START Excerpt to read
This is an important finding. For it follows that it cannot be said that a formulator would have anything like a strong expectation that any particular non-aqueous solvent would work – would result in a product stable for both calcipotriol and betamethasone. On the contrary he would have to undergo a research project. The Judge said the use of non-aqueous solvents would be “well-worth investigating” but that is not the same as saying any particular such solvent had a fair expectation of success.

22.

Of course in the real world formulators would be likely to start any experimental programme using non-aqueous solvents with which they were familiar and which had been used in other pharmaceutical topical formulations. They may well have started with propylene glycol because by the priority date it was used in a third of the marketed corticosteroid formulations. It had a water content of 0.2%. But it did not work as LEO themselves found out.

23.

Teva’s expert, Prof. Crowley, accepted that propylene glycol did not work. Mr Carr then put to him a Teva patent application addressing the problem of the incompatible actives. This proposed different solvents from Arlamol E, the solvent of the amended claims. The cross examination then went like this:

Q. ….This was a real problem formulation, was it not, with these two actives?

A. It was a problem that needed to be addressed.

Q. Yes. We can see the solution [i.e. in the Teva patent] is said to be paragraph [17]-[19], particularly paragraph [19]. You use a particular choice of solvent component in a particular class of a medium chain fatty acids esters of glycerol, triglyceride or polysorbate. If you look at paragraph [24], particular solvents are specified, including Miglyol and Myritol. Yes?

A. Yes.

Q. This is a different solution to using Arlamol E, but the same

problem, is it not?

A. Correct.

Q. Maybe you were intending to suggest it, but you are not suggesting that this was some kind of illusory problem. It would be a problem you would encounter with the incompatibility of the two actives and it would be a difficulty to solve?
END Excerpt to read
START Exercise data
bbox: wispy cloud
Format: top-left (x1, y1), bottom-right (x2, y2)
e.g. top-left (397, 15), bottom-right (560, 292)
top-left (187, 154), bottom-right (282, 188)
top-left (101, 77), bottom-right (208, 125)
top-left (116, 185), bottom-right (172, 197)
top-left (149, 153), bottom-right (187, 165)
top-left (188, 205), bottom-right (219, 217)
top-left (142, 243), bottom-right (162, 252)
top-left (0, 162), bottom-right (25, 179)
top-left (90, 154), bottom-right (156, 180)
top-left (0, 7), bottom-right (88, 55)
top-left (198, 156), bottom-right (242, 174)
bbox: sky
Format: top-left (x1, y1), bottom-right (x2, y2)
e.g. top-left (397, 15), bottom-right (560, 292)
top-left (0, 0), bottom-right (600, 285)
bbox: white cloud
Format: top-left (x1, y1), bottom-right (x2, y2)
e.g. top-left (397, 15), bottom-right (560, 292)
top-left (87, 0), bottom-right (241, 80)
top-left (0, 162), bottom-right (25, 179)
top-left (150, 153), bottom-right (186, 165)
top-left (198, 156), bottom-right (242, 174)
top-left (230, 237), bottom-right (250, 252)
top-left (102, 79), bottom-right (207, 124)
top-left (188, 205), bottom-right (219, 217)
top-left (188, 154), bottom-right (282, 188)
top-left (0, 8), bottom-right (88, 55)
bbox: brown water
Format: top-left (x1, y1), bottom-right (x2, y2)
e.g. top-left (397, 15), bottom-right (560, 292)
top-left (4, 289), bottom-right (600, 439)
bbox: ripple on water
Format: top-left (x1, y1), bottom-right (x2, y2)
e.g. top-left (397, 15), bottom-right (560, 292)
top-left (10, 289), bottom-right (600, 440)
END Exercise data
Apply what you read
• a. In the judgment excerpt on the calcipotriol and betamethasone formulation, do these statements agree with the text? Answer yes or no for each, and quote the words that decide it.
(i) Propylene glycol had a water content of 0.2%.
(ii) The Teva patent application proposed Arlamol E as its solvent.
(iii) Prof. Crowley maintained that propylene glycol worked.
• b. Extend the judgment excerpt on the calcipotriol and betamethasone formulation, starting right after its last sentence.

Task answers
• a.
(i) Yes: "It had a water content of 0.2%."
(ii) No: "This proposed different solvents from Arlamol E, the solvent of the amended claims."
(iii) No: "Teva’s expert, Prof. Crowley, accepted that propylene glycol did not work."

• b.
A.

It would be a real problem, yes, and it would require a lot of work to solve it.

24.

The Judge accepted this evidence, rightly calling it “important evidence in LEO’s favour.” But he missed its real significance. It was that to the skilled person, identifying a non-aqueous solvent which would actually work to produce a stable ointment, was not easy. Having the property of being non-aqueous was a necessary, but well short of sufficient, condition. Finding one was a research project. And that was because there was no sufficient expectation of success. Yes, a particular candidate might work, but it was far from certain that it would.

25.

Indeed the formulator experts agreed that one would test a number of solvents. The Judge found “about 10-20” – again by implication it is clear that the expectation of success with any one of them was not high. The Judge said such testing “was entirely routine” but that does not alter the expectation. It was not even proved that there was a good expectation that if you did try 20 one of them would work.

26.

The solution of the patents was to use Arlamol E. This had been disclosed as a solvent for a corticosteroid in the Turi patent published years before in 1978. Turi asserted wrongly, as would have been known not only by 1999 but well before, that propylene glycol was “irritating to the skin” and was a non-lubricant. It proposed Arlamol E as a solvent for an anti-inflammatory steroid.

27.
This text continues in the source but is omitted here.